* Stated exercise 1:
Say whether each statement agrees with the shield apparatus text below. Answer yes or no, and quote the deciding words of the text.
(a) The roof pivot joint sits inside a hollow support.
(b) Each frame is built from three segmental components.
(c) A floor beam connects the floor structures.
* Stated exercise 2:
Lay out every line of the entries below as a JSON list of strings, one string per line, with blank lines omitted.

* Excerpted passage:
Shield apparatus for use in tunnelling or mining

Abstract

shield apparatus for use in tunnelling or mining employs two spaced-apart arcuate frames each composed of a pair of segmental components interconnected at the roof by means of telescopic guides and a central pivot joint. The roof pivot joint between the components of each frame is disposed inside a hollow support and hydraulic rams connect the components to the support. At their lower ends the components of each frame are supported on floor structures connected together with a floor beam. Pivot joints are again formed between the floor structures and the frame components and further telescopic guides and hydraulic rams are arranged between the frame components and the floor structures. The frame components, which may support elongate drive members on their exterior, are adjustable with the aid of the hydraulic rams about the pivot joints to expand or contract the frames.

Description

BACKGROUND TO THE INVENTION

The present invention relates to shield apparatus, especially for use in driving tunnels or similar excavations underground or for use in mine workings.

* Task material:
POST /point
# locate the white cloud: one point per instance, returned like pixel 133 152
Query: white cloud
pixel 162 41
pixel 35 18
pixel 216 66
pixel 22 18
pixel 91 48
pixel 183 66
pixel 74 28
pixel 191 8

* Exercise result 1:
(a) Yes: "The roof pivot joint between the components of each frame is disposed inside a hollow support"
(b) No: "each composed of a pair of segmental components"
(c) Yes: "supported on floor structures connected together with a floor beam"

* Exercise result 2:
[
  "POST /point",
  "# locate the white cloud: one point per instance, returned like pixel 133 152",
  "Query: white cloud",
  "pixel 162 41",
  "pixel 35 18",
  "pixel 216 66",
  "pixel 22 18",
  "pixel 91 48",
  "pixel 183 66",
  "pixel 74 28",
  "pixel 191 8"
]